_Document section_
☆ ☆ ☆ ☆
A Commitment to Relevance

Feeling burned out? Consider a new approach to your career.

Over the holidays I spent an hour in my office with Gerry, a $1.5 million producer and a veteran of 20 years, who was teetering on a classic case of burnout. Wearing my father confessor hat, I listened to a tale of working hard to establish a healthy business, selling that business (changing firms), working hard to get his business up and running again, and coasting toward working half-days as he watched his business slowly move in the wrong direction. He asked, “Have you ever seen this before? I feel like I'm in a career mid-life crisis.”

My answer was yes. Gerry has a lot of company in what I've taken to calling the “veteran advisor breakdown lane.” It is full of advisors who are NOT fully committed to becoming relevant regarding the needs of today's affluent investors. This financial crisis has kicked them in the gut, and many are questioning whether they want to put forth the effort to change.

As you begin 2011, it might be helpful to answer the question I posed to Gerry: “Do you want to be relevant to your affluent clients?” With three young children to put through college, he explained that retirement wasn't an option. He added, “At my age, it would be difficult to meet my current level of income elsewhere — my path of least resistance is to become relevant to my affluent clients and centers of influence.”

Becoming relevant to today's affluent investor is not just the path of least resistance for every veteran advisor, it is the only path. Let me share a truism that has come from 30 years of performance coaching: your actions over the next 90 days will likely define your upcoming year. Whenever a performance commitment is made, it is imperative to get started with a full head of steam. This creates attitudinal and behavioral patterns that will soon mold into habits. Therefore, what you do during this first quarter of 2011 is critical to your year.
☆ ☆ ☆ ☆
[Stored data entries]
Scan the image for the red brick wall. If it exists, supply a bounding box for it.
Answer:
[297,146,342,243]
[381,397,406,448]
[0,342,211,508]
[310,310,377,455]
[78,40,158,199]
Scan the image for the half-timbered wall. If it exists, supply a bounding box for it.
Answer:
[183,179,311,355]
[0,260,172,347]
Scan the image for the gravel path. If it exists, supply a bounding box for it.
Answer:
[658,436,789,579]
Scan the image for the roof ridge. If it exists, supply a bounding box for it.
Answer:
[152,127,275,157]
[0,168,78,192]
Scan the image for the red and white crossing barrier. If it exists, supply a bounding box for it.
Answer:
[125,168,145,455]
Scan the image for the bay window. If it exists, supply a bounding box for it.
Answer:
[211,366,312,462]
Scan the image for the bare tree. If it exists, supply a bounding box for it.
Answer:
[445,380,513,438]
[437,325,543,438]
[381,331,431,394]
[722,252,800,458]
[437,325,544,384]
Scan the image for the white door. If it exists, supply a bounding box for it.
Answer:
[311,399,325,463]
☆ ☆ ☆ ☆
_Stated exercise A_
Answer these about the article on advisor burnout:
(i) How many years had Gerry been in the business?
(ii) What reason did Gerry give for retirement not being an option?
(iii) Over how many days does the author say your actions will likely define your upcoming year?
_Stated exercise B_
From the article on advisor burnout, repeat word for word the part that opens with the words containing "Becoming relevant to" and closes with "to your year.".

_Final answer A_
(i) 20 years
(ii) He had three young children to put through college.
(iii) 90 days

_Final answer B_
Becoming relevant to today's affluent investor is not just the path of least resistance for every veteran advisor, it is the only path. Let me share a truism that has come from 30 years of performance coaching: your actions over the next 90 days will likely define your upcoming year. Whenever a performance commitment is made, it is imperative to get started with a full head of steam. This creates attitudinal and behavioral patterns that will soon mold into habits. Therefore, what you do during this first quarter of 2011 is critical to your year.